## Texte
|---|

Soins infirmiers : le cœur et la tête

80% de oui. C’est avec un score canon que la campagne « pour des soins infirmiers forts » démarre. Comment s’opposer à ce texte si sympathique alors que de nombreux infirmiers ont apporté une contribution vitale pour maintenir le système de santé à flot durant la pandémie de Covid ?

A priori, le Conseil fédéral, le Parlement, les organisations professionnelles et les cantons sont devenus fous. Le cœur le dit clairement, il faut accepter l’initiative sur les soins. Beaucoup d’élus coutumiers des bons sentiments le répètent : ils soutiennent l’initiative, leurs adversaires n’étant que d’horribles monstres froids, insensibles à la situation précaire des hôpitaux.

Naturellement, la réalité est plus complexe. Le parlement a pris ses responsabilités avec un contre-projet. Deux ans de travail. J’ai œuvré comme rapporteur de la commission, et je peux vous promettre que l’engagement fut intense. En refusant l’initiative populaire, vous acceptez le contre-projet et débloquez immédiatement 1 milliard de francs pour la formation des infirmiers. Vous leur permettez aussi de prescrire à charge de l’AOS. Deux demandes centrales des initiants.

Si vous acceptez l’initiative, le contre-projet sera purement et simplement jeté à la poubelle. Et le processus parlementaire reprendra à zéro. Il faudra attendre au mieux trois ans pour qu’une nouvelle loi soit réalisée, sans garantie de résultat et sans aucun effet concret dans l’intervalle.

Mais les initiants demandent plus. Ils veulent une augmentation de salaire. La paix du travail se caractérise par les compétences laissées aux partenaires sociaux. C’est le contrat individuel de travail et les conventions collectives qui fixent les salaires et les conditions de travail, pas la Confédération. La Berne fédérale ne planifie pas la santé et n’emploie pas d’infirmiers. Ainsi, ce n’est pas à elle de décider du salaire ou des conditions de travail applicables dans un environnement aussi hétéroclite que celui des cliniques, des hôpitaux publics, des EMS ou des cabinets médicaux.

|---|

## Données fournies
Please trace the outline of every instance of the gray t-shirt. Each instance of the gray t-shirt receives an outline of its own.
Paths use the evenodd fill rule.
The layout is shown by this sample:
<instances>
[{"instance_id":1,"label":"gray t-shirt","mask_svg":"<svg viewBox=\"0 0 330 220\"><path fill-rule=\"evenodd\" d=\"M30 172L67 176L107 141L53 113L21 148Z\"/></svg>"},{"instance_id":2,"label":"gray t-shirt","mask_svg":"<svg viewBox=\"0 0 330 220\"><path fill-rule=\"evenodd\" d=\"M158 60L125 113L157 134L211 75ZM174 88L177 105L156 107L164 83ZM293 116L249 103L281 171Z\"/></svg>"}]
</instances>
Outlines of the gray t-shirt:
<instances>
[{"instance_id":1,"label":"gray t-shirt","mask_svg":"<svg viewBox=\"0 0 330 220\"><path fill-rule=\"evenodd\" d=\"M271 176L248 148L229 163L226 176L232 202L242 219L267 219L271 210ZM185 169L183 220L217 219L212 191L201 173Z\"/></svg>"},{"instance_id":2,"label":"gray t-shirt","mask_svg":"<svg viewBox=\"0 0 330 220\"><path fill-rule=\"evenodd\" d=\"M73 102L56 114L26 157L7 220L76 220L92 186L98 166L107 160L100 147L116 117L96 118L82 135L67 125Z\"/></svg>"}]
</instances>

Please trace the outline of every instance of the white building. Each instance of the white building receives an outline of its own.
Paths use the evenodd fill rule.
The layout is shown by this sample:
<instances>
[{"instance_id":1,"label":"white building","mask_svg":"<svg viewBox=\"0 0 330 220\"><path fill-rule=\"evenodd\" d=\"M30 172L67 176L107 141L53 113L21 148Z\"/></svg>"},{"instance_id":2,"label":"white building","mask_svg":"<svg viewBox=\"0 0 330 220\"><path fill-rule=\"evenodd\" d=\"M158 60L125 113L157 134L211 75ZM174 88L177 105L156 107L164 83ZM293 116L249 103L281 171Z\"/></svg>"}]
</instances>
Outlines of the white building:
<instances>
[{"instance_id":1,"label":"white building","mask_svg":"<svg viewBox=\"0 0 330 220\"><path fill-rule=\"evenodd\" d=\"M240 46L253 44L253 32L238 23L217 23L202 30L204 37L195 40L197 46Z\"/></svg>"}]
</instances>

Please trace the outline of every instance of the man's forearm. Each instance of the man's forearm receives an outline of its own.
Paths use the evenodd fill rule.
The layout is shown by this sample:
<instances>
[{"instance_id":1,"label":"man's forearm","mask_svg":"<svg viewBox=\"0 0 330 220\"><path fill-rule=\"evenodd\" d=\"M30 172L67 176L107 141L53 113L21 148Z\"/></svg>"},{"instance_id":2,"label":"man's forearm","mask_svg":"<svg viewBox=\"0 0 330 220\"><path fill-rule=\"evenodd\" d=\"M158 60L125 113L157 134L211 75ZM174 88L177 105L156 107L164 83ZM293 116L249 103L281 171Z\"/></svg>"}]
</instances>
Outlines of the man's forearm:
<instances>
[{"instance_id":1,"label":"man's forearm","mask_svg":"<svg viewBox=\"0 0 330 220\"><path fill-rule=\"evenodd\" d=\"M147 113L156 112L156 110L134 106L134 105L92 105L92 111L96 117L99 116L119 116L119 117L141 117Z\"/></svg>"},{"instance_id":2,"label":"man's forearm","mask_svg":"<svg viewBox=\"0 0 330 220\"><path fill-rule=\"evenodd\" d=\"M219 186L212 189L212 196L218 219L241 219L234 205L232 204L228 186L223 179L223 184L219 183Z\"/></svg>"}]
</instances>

|---|

## Consigne
Recopiez sans rien changer le passage du texte sur les soins infirmiers qui va de « A priori, le » à « précaire des hôpitaux. ».

## Réponse
A priori, le Conseil fédéral, le Parlement, les organisations professionnelles et les cantons sont devenus fous. Le cœur le dit clairement, il faut accepter l’initiative sur les soins. Beaucoup d’élus coutumiers des bons sentiments le répètent : ils soutiennent l’initiative, leurs adversaires n’étant que d’horribles monstres froids, insensibles à la situation précaire des hôpitaux.